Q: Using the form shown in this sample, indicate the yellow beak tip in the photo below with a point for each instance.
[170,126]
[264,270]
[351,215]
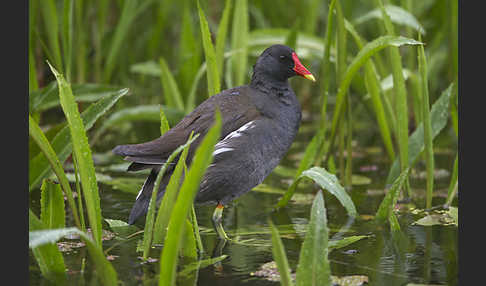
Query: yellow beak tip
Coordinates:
[310,77]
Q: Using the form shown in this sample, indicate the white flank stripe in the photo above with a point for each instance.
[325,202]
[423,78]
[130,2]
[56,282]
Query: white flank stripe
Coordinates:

### Set exercise
Extract all of the lines above verbatim, leaving out the pictures.

### Answer to the task
Q: Using the form shown in this sample, indicate the yellow beak tip in the photo below with a point for each instance.
[170,126]
[264,270]
[351,215]
Query: yellow beak tip
Coordinates:
[310,77]
Q: Using the form shown in this sample, indicate the white flank stripe in the photo above with a point for each instance.
[325,202]
[423,78]
[130,2]
[56,282]
Query: white flank stripe
Coordinates:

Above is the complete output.